• **PROMPT**:
Please put the entry lines from the one containing "Please examine the photo and determine if any road" through the one containing "786 325 803 424", inclusive, into a JSON list of strings, one string per line, with blank lines skipped. Leave the pictures out of the list.

Bounding box annotation entries
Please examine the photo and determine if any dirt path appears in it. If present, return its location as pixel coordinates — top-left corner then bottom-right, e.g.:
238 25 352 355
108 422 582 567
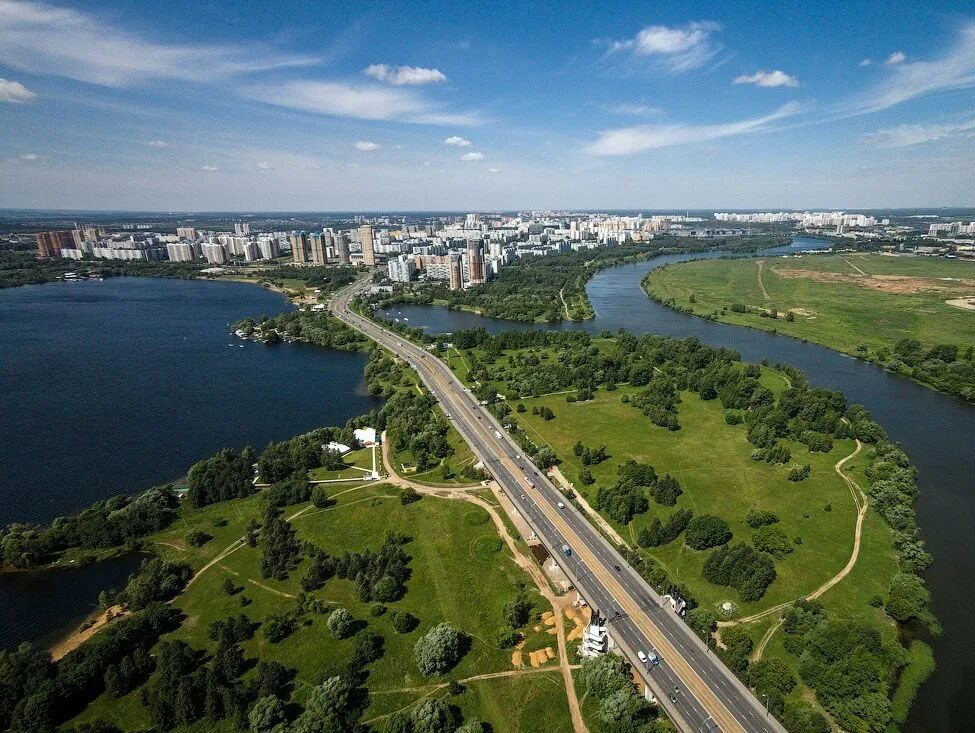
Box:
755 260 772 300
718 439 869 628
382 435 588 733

...

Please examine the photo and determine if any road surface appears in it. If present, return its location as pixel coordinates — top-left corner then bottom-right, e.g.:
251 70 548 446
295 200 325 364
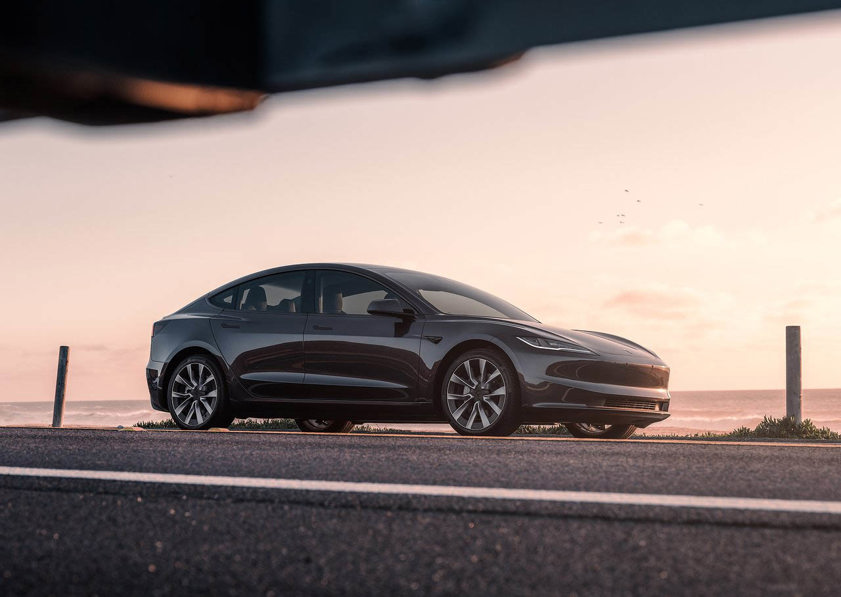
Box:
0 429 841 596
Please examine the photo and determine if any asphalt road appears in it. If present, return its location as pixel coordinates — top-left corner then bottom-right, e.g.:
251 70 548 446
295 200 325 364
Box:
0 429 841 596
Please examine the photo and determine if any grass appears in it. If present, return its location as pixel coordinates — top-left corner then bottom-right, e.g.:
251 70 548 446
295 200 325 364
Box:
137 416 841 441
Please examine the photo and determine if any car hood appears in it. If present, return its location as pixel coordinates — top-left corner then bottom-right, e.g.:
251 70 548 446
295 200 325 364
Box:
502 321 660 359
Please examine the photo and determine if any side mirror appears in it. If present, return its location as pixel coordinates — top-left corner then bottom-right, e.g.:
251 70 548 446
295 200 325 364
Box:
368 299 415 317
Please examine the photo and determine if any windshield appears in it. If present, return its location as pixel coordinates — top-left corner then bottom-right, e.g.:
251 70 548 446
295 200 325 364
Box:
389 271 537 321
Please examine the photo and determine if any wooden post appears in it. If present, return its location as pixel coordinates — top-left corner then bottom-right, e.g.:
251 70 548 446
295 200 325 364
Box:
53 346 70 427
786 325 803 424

• **WRITTEN RESPONSE**:
[
  "Please examine the photo and determine if any road surface appears in it. If present, return its location as pixel coordinates — top-left corner then bottom-right, e.g.:",
  "251 70 548 446",
  "295 200 325 364",
  "Box:",
  "0 429 841 596",
  "Please examine the photo and determine if any asphalt road appears in it. If present, return its location as pixel coordinates — top-left corner then bottom-right, e.g.:",
  "251 70 548 446",
  "295 200 325 364",
  "Box:",
  "0 429 841 596",
  "Please examine the photo and determine if any grass appears in it. If present, return its location as pixel coordinates — top-left corner then bottom-right, e.g.:",
  "251 70 548 446",
  "295 200 325 364",
  "Box:",
  "137 416 841 441",
  "Please examine the photo and determine if any car hood appears in it. If present, return its location as pixel coordinates — top-left corner then bottom-right, e.g.:",
  "251 70 548 446",
  "295 200 325 364",
  "Box:",
  "502 321 660 359",
  "Please examine the photo and determine if any side mirror appears in it. If present, return its location as pixel coordinates — top-left corner then bottom-right, e.g.:",
  "251 70 548 446",
  "295 200 325 364",
  "Box:",
  "368 299 415 317",
  "Please examine the photo and determine if any windshield appears in it. If present, return its location as pixel coordinates — top-left corner then bottom-right, e.g.:",
  "251 70 548 446",
  "295 200 325 364",
  "Box:",
  "389 271 537 321",
  "Please examine the photo and determine if any wooden post appears in it. If present, return its location as pixel coordinates — top-left corner then bottom-right, e.g.:",
  "251 70 548 446",
  "295 200 325 364",
  "Box:",
  "53 346 70 427",
  "786 325 803 424"
]